**Text passage**
We have died to the law through the body of Christ, so that we are now no longer under Moses but with another—of course, with Him who was raised from the dead. Only what Christ teaches us by word and example applies to Christians. Therein they are to follow Him. For in His kingdom He has created a new order.
And as the figurative physical Israel, which in the law has a foreshadowing of what was to come in Christ, has many physical promises—a physical King Solomon, a temporal kingdom, and the fat land of Canaan which flowed with milk and honey, a physical, outward power, sword and rule, and a bodily priesthood with an outward worship and literal law—all this together foreshadowed the true essence in Christ and His kingdom: namely, a spiritual king, a spiritual power, sword, rule, and order, a spiritual kingdom that is not of this world, a spiritual, eternal promised land, Canaan, an eternal priesthood, spiritual law and new inner worship which is performed in spirit and in truth, foreshadowed and pictured. For just as the shadow on the wall reveals a man, so the law shows Christ and the new inward nature of His kingdom and its essence in way of His power, spirit, and truth.
Of this spiritual king, throne, kingdom, and power God speaks to David and says: “I will establish the throne of his kingdom forever. I will be his father and he shall be my son.” Further: “Your house and your kingdom shall be established forever before you; your throne shall be established forever.” Solomon, a king of peace, foreshadowed this spiritual king, Christ, with his name and peaceable kingdom. Of this spiritual king and His reign Daniel prophesied and said: “And in the days of these kings shall the God of heaven set up an abiding kingdom, which shall never be destroyed: and the kingdom shall not be given over to any other people, but it shall break in pieces and consume all these other peoples, and it shall stand forever.”
Of this spiritual king and His power, the Holy Spirit speaks through the Prophet and says: “But you, Bethlehem in the land of Judah, you are by no means the least among the princes of Judah, for from you shall come forth unto me the ruler who shall be Lord over my people, Israel, whose origin is from the beginning, and from eternity” (Micah 5:2). Of His power, throne, and kingdom the angel of God speaks to Mary and says: “The Lord God shall give unto him the throne of his father David. And he shall reign over the house of Jacob forever, and of his kingdom there shall be no end.” This Prince of Peace—who will enlarge the kingdom, and the realm of peace—will come simply and humbly, as the prophet says: “Rejoice greatly, O daughter of Zion; shout, O daughter of Jerusalem: behold, your King is coming to you, … lowly, and riding upon an ass ….”

**Problem details**
In the passage on Christ's spiritual kingdom, rewrite the part from "We have died" up to and including "a new order.", changing "new order" to "new covenant".

**Information shown**
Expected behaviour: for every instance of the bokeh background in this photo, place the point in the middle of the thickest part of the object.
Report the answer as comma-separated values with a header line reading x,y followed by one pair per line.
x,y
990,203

...

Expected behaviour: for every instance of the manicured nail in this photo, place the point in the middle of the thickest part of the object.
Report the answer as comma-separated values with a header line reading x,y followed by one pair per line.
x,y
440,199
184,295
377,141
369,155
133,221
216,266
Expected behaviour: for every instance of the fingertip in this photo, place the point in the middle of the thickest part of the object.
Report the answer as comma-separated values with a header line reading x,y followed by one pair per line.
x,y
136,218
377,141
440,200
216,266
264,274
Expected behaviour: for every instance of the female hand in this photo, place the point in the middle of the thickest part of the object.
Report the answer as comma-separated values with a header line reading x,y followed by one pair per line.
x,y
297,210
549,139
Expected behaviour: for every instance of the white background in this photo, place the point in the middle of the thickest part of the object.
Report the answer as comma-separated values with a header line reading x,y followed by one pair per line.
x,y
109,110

...

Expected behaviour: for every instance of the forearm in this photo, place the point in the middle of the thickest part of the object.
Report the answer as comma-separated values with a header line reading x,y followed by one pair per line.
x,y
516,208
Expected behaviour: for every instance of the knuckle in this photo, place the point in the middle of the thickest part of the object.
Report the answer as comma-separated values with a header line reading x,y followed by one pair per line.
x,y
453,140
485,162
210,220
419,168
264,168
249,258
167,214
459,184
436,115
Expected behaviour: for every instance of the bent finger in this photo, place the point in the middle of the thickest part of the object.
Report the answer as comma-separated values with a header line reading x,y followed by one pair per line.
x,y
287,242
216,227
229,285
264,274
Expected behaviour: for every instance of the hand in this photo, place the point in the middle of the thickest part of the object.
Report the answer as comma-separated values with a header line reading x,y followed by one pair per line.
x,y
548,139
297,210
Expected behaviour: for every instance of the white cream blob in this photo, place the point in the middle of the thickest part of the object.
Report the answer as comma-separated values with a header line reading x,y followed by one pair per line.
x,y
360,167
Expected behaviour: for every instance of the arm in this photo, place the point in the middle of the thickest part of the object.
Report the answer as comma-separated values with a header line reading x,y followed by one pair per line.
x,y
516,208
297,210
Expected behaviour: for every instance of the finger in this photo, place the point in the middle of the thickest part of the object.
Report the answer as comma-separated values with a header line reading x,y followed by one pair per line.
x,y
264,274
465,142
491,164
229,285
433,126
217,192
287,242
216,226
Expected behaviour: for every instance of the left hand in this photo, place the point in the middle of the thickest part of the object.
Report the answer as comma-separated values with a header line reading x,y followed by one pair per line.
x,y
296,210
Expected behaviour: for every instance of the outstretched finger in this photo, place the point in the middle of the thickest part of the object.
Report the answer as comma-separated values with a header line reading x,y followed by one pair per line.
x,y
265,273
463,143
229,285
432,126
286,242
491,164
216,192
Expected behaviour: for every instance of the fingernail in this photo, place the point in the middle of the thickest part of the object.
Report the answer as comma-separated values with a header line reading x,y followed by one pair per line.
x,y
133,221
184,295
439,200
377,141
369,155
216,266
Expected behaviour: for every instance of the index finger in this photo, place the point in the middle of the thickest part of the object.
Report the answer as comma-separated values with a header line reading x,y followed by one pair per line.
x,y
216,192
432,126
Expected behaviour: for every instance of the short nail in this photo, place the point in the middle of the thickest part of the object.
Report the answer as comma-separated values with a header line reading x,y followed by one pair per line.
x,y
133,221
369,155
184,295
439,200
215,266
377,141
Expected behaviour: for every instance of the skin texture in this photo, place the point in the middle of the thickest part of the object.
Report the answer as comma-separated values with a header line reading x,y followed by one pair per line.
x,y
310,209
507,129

**Full response**
We have died to the law through the body of Christ, so that we are now no longer under Moses but with another—of course, with Him who was raised from the dead. Only what Christ teaches us by word and example applies to Christians. Therein they are to follow Him. For in His kingdom He has created a new covenant.